Dataset items on where objects appear
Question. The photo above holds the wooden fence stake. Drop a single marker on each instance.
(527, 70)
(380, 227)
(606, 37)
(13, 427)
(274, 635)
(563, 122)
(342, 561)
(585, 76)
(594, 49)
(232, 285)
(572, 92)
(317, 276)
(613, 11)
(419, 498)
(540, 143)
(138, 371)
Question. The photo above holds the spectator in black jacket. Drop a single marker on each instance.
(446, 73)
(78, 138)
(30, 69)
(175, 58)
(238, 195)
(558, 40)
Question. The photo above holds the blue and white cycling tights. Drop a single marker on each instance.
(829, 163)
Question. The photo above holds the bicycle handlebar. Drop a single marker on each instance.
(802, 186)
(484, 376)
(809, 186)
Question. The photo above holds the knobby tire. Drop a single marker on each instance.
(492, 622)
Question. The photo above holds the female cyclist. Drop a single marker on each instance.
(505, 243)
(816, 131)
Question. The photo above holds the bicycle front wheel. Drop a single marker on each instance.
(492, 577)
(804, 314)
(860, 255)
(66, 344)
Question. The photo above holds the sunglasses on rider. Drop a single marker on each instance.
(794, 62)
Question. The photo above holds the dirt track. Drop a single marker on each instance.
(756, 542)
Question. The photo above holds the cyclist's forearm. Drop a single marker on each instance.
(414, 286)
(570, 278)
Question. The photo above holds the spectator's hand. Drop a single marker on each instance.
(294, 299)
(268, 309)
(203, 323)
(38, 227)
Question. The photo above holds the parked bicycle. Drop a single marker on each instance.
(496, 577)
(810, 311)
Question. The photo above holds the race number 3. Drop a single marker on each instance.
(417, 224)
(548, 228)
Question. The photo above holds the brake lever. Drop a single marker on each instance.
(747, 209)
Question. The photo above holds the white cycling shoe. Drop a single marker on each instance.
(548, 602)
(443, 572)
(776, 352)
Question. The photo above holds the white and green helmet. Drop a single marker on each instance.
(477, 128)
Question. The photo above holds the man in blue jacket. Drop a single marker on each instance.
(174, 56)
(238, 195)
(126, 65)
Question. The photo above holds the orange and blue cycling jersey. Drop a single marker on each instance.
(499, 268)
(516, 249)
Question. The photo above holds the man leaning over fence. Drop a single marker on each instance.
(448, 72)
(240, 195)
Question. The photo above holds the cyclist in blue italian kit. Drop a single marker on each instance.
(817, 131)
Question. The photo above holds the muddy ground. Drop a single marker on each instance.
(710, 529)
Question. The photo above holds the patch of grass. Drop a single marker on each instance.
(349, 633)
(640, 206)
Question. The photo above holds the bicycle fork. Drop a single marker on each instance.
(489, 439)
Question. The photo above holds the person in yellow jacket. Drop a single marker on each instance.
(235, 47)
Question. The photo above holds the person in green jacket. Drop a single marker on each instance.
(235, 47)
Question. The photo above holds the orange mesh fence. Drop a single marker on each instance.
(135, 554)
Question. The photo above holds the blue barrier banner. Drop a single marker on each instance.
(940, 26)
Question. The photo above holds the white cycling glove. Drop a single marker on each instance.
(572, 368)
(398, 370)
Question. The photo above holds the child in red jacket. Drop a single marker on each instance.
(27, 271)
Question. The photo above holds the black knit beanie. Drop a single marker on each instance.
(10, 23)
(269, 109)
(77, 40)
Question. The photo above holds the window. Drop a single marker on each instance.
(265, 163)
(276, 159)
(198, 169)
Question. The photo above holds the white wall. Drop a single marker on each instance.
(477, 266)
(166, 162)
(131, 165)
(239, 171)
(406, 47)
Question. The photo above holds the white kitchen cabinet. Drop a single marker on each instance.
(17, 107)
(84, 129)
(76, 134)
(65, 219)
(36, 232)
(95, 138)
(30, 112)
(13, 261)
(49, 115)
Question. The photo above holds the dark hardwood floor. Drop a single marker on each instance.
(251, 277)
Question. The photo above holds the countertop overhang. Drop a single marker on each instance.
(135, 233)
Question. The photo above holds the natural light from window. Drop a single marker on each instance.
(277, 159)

[WRITTEN EXERCISE] Put the items from the line with "Question. The photo above holds the dark" through the end of the items into a two-column CSV with the columns text and answer, one row per item. Place each field in quotation marks and replace any line breaks with spaces.

[THE RESULT]
text,answer
"Question. The photo above holds the dark hardwood floor. Drop a single marker on each instance.","(251, 277)"
"Question. The photo above holds the countertop overhang. Drop a single marker on each instance.","(135, 233)"
"Question. The photo above holds the natural light from window. Drop a single marker on each instance.","(277, 159)"